[SHORT EXERCISE]: Reproduce the records below verbatim, from the line with "Exercise. Tag the green trash" up to and including the line with "x=280, y=239".

[Collection entries]:
——
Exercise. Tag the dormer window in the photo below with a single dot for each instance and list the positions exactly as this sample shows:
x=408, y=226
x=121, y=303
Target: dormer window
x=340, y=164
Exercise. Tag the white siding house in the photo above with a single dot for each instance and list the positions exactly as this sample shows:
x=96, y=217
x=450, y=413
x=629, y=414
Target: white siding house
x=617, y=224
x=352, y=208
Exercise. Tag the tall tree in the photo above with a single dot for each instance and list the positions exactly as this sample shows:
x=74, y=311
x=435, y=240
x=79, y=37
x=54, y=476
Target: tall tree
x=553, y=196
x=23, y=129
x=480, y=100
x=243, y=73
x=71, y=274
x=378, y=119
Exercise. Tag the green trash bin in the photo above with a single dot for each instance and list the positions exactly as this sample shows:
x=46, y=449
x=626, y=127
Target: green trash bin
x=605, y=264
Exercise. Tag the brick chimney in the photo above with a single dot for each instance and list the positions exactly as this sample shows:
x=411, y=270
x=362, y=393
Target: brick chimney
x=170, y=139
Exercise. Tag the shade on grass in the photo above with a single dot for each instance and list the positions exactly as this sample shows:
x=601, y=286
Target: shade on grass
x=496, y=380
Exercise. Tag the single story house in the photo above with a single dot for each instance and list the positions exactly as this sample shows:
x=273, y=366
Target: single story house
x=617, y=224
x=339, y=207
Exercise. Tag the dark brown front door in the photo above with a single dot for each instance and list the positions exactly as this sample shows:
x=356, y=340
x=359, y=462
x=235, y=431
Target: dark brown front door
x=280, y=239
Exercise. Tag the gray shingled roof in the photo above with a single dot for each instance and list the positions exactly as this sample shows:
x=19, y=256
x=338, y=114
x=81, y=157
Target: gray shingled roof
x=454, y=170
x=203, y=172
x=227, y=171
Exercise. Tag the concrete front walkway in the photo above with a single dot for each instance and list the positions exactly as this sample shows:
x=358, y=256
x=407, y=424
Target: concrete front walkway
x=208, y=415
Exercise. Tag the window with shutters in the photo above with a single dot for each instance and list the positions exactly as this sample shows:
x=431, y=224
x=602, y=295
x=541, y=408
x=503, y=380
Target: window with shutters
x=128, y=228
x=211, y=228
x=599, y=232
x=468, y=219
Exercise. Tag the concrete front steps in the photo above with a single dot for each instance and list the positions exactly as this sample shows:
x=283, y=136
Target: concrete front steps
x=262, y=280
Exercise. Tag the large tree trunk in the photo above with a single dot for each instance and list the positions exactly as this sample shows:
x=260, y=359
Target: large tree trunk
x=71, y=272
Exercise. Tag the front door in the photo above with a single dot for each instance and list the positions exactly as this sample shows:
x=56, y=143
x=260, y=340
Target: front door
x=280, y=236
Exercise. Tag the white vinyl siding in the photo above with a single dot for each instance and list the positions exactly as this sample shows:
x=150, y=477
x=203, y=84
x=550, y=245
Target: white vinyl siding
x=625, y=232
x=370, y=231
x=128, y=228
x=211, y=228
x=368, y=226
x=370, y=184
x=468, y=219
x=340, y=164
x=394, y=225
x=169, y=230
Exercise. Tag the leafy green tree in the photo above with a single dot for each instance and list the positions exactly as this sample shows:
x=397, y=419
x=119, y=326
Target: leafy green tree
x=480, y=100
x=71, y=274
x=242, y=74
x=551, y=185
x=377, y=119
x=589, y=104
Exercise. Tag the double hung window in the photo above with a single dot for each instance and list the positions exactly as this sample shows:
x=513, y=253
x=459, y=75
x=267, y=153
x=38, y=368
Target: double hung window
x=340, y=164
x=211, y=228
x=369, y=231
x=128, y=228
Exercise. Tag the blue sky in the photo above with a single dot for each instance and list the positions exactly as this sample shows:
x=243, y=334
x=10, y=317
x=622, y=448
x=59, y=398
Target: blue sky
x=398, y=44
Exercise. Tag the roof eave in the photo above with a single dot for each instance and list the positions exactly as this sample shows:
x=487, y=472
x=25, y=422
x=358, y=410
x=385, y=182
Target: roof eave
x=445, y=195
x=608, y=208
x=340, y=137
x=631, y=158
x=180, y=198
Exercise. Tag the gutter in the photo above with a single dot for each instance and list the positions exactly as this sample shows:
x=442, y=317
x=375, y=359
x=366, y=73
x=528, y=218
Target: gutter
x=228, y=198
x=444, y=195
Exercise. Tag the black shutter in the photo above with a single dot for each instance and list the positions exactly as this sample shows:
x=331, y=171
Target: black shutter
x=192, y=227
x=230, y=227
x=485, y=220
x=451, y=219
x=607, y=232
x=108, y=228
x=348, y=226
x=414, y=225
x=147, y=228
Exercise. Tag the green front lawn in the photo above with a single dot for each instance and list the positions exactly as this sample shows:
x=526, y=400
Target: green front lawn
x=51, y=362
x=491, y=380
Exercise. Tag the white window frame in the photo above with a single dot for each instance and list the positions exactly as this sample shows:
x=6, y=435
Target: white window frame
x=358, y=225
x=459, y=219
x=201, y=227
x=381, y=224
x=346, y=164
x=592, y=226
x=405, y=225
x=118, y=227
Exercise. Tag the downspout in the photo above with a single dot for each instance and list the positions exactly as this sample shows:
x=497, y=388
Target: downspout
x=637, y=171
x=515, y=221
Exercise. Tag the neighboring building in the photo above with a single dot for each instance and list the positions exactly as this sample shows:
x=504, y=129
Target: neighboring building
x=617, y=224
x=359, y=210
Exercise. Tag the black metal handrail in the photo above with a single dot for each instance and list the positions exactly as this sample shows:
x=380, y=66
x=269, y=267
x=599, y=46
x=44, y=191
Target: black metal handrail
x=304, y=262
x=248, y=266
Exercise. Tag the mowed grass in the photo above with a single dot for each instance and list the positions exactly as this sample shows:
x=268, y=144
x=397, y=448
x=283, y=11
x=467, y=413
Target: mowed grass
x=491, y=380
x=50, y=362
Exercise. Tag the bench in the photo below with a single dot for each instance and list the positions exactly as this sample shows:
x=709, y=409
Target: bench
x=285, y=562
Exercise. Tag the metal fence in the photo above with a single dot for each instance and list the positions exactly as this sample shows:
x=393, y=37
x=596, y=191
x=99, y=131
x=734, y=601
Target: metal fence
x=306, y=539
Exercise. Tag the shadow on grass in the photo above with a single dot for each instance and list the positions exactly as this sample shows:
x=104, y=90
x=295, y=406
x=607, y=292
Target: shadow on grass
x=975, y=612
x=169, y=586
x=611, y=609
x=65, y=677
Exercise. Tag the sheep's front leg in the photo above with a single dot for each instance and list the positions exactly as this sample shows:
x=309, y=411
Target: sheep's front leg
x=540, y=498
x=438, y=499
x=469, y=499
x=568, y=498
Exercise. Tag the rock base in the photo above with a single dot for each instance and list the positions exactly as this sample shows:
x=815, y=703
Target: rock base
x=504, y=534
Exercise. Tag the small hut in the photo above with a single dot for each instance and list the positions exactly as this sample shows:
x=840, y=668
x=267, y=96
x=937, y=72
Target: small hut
——
[OUTPUT FOR THIS TASK]:
Exercise. Tag the green trash bin in the photo above with a single dot for each instance and list the positions exactly as this sample shows:
x=46, y=449
x=626, y=127
Target: green trash bin
x=605, y=264
Exercise. Tag the brick chimney in the photo above with a single dot for each instance and list the positions exactly as this sample shows:
x=411, y=270
x=362, y=393
Target: brick chimney
x=170, y=139
Exercise. Tag the shade on grass in the photo above with a single dot for each instance and list the positions exactly as this sample shows:
x=601, y=286
Target: shade on grass
x=496, y=380
Exercise. Tag the single story house in the photo above with a single dot for each instance and list the positions exactly as this sample shows:
x=273, y=366
Target: single story house
x=617, y=224
x=339, y=207
Exercise. Tag the dark brown front door in the photo above with a single dot for each instance and list the positions exactly as this sample shows:
x=356, y=340
x=359, y=462
x=235, y=431
Target: dark brown front door
x=280, y=239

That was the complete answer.